| EXERCISE INSTRUCTIONS |
All of the data below must be repeated exactly.

| EXERCISE DATA |
────────────────────────────────────────

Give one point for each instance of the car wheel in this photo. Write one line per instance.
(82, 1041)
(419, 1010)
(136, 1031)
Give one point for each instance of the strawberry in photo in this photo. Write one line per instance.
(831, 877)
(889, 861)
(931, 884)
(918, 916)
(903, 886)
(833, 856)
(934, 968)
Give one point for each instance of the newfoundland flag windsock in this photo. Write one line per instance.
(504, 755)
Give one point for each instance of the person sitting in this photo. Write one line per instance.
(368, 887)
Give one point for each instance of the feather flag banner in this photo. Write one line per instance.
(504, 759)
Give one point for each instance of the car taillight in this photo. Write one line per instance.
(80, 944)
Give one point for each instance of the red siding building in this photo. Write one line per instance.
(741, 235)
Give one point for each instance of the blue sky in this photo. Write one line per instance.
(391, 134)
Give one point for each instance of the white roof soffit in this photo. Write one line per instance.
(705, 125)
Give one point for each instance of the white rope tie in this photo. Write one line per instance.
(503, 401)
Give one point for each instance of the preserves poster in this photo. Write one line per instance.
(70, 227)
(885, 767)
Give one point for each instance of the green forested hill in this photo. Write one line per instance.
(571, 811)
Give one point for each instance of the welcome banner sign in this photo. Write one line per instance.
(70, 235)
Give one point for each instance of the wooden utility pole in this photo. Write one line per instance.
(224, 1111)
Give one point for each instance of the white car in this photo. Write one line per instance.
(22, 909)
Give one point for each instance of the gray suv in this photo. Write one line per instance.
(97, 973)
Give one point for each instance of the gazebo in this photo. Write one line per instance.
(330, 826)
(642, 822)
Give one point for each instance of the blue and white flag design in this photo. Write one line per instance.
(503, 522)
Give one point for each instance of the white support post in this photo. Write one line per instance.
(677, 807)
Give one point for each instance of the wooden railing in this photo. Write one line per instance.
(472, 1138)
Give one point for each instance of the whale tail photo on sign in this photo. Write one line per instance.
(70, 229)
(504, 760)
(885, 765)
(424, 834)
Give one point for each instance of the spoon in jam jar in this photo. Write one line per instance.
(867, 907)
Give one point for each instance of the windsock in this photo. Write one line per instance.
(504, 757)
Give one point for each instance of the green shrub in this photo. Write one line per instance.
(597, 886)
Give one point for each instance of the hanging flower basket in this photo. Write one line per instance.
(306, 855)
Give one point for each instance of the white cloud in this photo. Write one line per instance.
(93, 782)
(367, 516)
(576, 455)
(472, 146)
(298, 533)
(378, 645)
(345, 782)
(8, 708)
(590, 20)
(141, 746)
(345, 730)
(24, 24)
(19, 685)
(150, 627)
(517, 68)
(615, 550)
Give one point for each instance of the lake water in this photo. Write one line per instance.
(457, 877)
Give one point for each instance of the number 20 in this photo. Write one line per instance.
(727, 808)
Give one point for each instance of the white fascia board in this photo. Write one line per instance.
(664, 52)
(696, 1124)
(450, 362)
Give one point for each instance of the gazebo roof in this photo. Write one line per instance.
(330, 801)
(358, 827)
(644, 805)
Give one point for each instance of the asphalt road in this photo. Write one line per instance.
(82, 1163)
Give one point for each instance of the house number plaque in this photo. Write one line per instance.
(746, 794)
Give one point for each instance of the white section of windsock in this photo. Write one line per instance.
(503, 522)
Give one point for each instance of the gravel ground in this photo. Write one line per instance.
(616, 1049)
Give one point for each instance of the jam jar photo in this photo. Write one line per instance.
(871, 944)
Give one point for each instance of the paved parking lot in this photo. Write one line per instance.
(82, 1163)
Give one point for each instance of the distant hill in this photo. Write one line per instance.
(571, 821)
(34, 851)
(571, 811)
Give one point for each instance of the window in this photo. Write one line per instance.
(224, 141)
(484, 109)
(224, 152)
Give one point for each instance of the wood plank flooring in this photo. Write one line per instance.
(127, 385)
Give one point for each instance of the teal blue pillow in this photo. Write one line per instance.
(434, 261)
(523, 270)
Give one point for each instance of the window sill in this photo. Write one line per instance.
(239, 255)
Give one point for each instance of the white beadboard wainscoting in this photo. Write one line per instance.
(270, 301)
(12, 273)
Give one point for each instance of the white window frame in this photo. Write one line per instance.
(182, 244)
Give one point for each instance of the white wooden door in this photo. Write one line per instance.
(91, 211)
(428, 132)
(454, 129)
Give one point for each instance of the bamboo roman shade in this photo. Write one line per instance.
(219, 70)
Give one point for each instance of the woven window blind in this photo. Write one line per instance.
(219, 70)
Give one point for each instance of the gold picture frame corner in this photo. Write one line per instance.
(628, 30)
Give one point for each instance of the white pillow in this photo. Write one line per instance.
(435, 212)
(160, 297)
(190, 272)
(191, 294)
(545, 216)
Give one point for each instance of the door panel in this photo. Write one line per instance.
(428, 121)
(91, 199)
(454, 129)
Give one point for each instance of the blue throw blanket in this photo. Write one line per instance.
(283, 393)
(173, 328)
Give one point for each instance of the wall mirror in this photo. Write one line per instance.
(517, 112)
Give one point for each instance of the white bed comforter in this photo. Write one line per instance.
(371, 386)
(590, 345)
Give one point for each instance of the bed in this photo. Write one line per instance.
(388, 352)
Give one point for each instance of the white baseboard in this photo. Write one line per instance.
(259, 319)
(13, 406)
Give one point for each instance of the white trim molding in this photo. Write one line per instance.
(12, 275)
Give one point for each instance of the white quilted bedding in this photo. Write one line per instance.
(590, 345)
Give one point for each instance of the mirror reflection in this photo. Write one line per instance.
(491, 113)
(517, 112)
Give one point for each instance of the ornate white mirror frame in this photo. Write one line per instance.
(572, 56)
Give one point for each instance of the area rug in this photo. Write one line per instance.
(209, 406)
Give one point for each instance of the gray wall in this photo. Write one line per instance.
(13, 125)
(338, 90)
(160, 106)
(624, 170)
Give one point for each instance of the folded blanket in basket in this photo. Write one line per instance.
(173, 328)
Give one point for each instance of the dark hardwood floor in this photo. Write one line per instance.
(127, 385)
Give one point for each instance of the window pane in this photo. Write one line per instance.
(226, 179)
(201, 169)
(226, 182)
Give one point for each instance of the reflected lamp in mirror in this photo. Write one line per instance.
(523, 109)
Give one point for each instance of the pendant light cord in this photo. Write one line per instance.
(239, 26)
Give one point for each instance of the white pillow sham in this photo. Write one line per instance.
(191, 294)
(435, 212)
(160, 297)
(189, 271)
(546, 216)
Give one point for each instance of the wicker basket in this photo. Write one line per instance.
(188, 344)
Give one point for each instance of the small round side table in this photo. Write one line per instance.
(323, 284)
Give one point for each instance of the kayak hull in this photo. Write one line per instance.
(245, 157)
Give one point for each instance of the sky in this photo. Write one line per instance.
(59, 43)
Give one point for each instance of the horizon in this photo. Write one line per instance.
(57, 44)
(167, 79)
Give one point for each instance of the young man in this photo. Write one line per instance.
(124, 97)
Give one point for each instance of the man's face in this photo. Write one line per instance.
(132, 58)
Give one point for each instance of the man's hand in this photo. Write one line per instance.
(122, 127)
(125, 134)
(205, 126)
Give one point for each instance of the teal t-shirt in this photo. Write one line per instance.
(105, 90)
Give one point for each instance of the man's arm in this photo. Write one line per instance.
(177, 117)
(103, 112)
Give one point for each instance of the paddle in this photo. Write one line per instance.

────────────────────────────────────────

| THE SOLUTION |
Give one point for each instance of the car wheel in this photo. Write one line per instance.
(82, 1041)
(419, 1010)
(136, 1031)
Give one point for each instance of the strawberry in photo in this photo. Write one line per instance.
(831, 877)
(889, 861)
(931, 884)
(918, 916)
(903, 886)
(833, 856)
(934, 968)
Give one point for each instance of the newfoundland flag windsock in this photo. Write one line per instance.
(504, 755)
Give one point for each instance of the person sitting in this photo. Write one line per instance.
(368, 887)
Give one point for each instance of the feather flag banner in this photo. Write one line per instance.
(504, 759)
Give one point for each instance of the car taillight in this photo. Write one line per instance.
(80, 944)
Give one point for each instance of the red siding building in this photo. Write one line per instance.
(741, 235)
Give one point for each instance of the blue sky in this photo. Write one line per instance.
(391, 134)
Give one point for each instance of the white roof soffit in this photo. Write one line per instance.
(705, 125)
Give one point for each instance of the white rope tie in this photo. Write one line per instance.
(503, 401)
Give one point for each instance of the preserves poster in this photo. Write one line per instance.
(70, 227)
(885, 767)
Give one point for each instance of the green forested hill in this photo. Write one line per instance.
(571, 811)
Give one point for each instance of the welcome banner sign in this photo. Write one line per instance.
(70, 235)
Give one point for each instance of the wooden utility pole in this photo. Write one line per instance.
(224, 1111)
Give one point for each instance of the white car in this photo. Write one line per instance.
(22, 909)
Give one point for each instance of the gray suv in this photo. Write one line per instance.
(97, 973)
Give one point for each instance of the gazebo in this photo. Write one line per instance.
(330, 826)
(642, 822)
Give one point for each instance of the blue and white flag design in this photo. Write one line per instance.
(503, 522)
Give one point for each instance of the white support post in this photo. Write one line per instance.
(677, 807)
Give one point for each instance of the wooden railing in this photo. Write one line per instance.
(472, 1138)
Give one point for each instance of the whale tail photo on sign in this photo. Write one line per instance.
(70, 229)
(504, 760)
(885, 765)
(424, 834)
Give one point for each instance of the spoon in jam jar in this photo. Write one line per instance.
(867, 907)
Give one point for each instance of the windsock in this photo. Write one line per instance.
(504, 757)
Give one point for each instance of the green shrub in this photo. Write one line per instance.
(597, 886)
Give one point for each instance of the hanging flower basket in this photo. Write one line per instance.
(306, 855)
Give one point for each instance of the white cloud in this photo. Write one line per instance.
(93, 782)
(367, 516)
(576, 455)
(472, 146)
(298, 533)
(378, 645)
(345, 782)
(8, 708)
(590, 20)
(141, 746)
(345, 730)
(24, 24)
(19, 685)
(150, 627)
(517, 68)
(615, 550)
Give one point for each instance of the lake water in this photo. Write one line per instance.
(457, 877)
Give one point for each instance of the number 20 in this photo. Write one line per instance.
(727, 808)
Give one point for each instance of the white fascia board in this photo. Write one line per instance.
(664, 52)
(696, 1124)
(450, 362)
Give one point for each instance of the gazebo roof in this photo. Write one line per instance.
(330, 801)
(358, 827)
(644, 805)
Give one point for each instance of the asphalt road in this photo. Write one line per instance.
(82, 1163)
Give one point for each instance of the house number plaque in this photo. Write one line per instance.
(746, 794)
Give one point for each instance of the white section of windsock in this photo. Write one line per instance.
(503, 522)
Give one point for each instance of the gravel ground in this photo. Write one line per instance.
(616, 1049)
Give one point for each instance of the jam jar photo in this photo. Write one line per instance.
(871, 944)
Give one point for each instance of the paved parking lot in this photo. Write one line per instance.
(82, 1163)
Give one point for each instance of the distant hill in this photo. Write one line per instance.
(571, 821)
(34, 851)
(571, 811)
Give one point for each instance of the window in this photo. Write one line per instance.
(224, 141)
(484, 109)
(224, 152)
Give one point for each instance of the wood plank flooring in this photo. Write one line per instance.
(127, 385)
Give one point for each instance of the teal blue pillow in this photo. Write one line per instance.
(434, 261)
(523, 270)
Give one point for each instance of the window sill in this photo. Write one line per instance.
(239, 255)
Give one point for each instance of the white beadboard wainscoting in this photo. Write one line per instance.
(270, 301)
(12, 273)
Give one point for each instance of the white window frame in this photo. Write one line per instance.
(182, 244)
Give one point for each instance of the white wooden door in this photo. Write one line per instance.
(91, 211)
(428, 132)
(454, 129)
Give one point for each instance of the bamboo roman shade in this photo. Write one line per instance.
(219, 70)
Give one point for each instance of the woven window blind in this photo. Write one line per instance.
(219, 70)
Give one point for each instance of the gold picture frame corner in this photo. Write one line per instance.
(628, 30)
Give one point for each instance of the white pillow in this photo. Write one line per instance.
(435, 212)
(160, 297)
(190, 272)
(191, 294)
(545, 216)
Give one point for each instance of the door panel in this photo. Write one line per instance.
(428, 121)
(91, 199)
(454, 129)
Give one point for each instance of the blue throw blanket in this photo. Write one line per instance.
(283, 393)
(173, 328)
Give one point for each instance of the wall mirror in this photo. Write one line per instance.
(517, 112)
Give one point for each instance of the white bed comforter in this photo. Write one line per instance.
(371, 386)
(590, 345)
Give one point for each instance of the bed in this photo. Write one line per instance.
(388, 352)
Give one point for each instance of the white baseboard in this photo. Write one line per instance.
(259, 319)
(13, 406)
Give one point for each instance of the white trim molding in this photo. Write one line per instance.
(12, 275)
Give one point for each instance of the white quilted bedding in this photo. Write one line per instance.
(590, 345)
Give one point for each instance of the mirror reflection in this photo. Write one line per instance.
(491, 113)
(517, 112)
Give one point for each instance of the ornate white mirror frame in this photo. Write one line per instance.
(572, 56)
Give one point for each instance of the area rug in this photo. Write one line per instance.
(209, 406)
Give one point for each instance of the gray wall in this photo. Write one line per instance.
(13, 125)
(338, 90)
(160, 106)
(624, 170)
Give one point for each instance of the folded blanket in basket in this photo. Write one line per instance.
(173, 328)
Give one point for each instance of the dark hardwood floor in this photo. Write one line per instance.
(127, 385)
Give one point for each instance of the window pane in this photo. Write one line per instance.
(226, 179)
(201, 169)
(226, 182)
Give one point for each instance of the reflected lamp in mirror in this photo. Write one line per instance.
(523, 109)
Give one point for each instance of the pendant light cord in this photo. Write one line per instance.
(239, 26)
Give one point for each instance of the white pillow sham in this photo. Write one line per instance.
(191, 294)
(435, 212)
(160, 297)
(189, 271)
(546, 216)
Give one point for each instance of the wicker basket in this photo. Write one line per instance.
(188, 344)
Give one point for each instance of the small round side table in this photo. Write one line per instance.
(323, 284)
Give one point for each instance of the kayak hull in this photo. Write one line per instance.
(245, 157)
Give one point for each instance of the sky in this photo. Write one line per instance.
(59, 43)
Give one point for each instance of the horizon in this photo. Write one line per instance.
(57, 44)
(167, 79)
Give one point for each instance of the young man in this photo. Write one line per instance.
(124, 97)
Give one point for each instance of the man's face in this photo. Write one line per instance.
(132, 58)
Give one point for each instance of the man's hand in this photo. Write one line per instance.
(122, 127)
(125, 134)
(205, 126)
Give one point for each instance of the teal t-shirt in this photo. Write one line per instance.
(105, 90)
Give one point for each instance of the man's arm in this photo. Write one line per instance.
(177, 117)
(103, 112)
Give one point for each instance of the paddle in this photo. Write one line per instance.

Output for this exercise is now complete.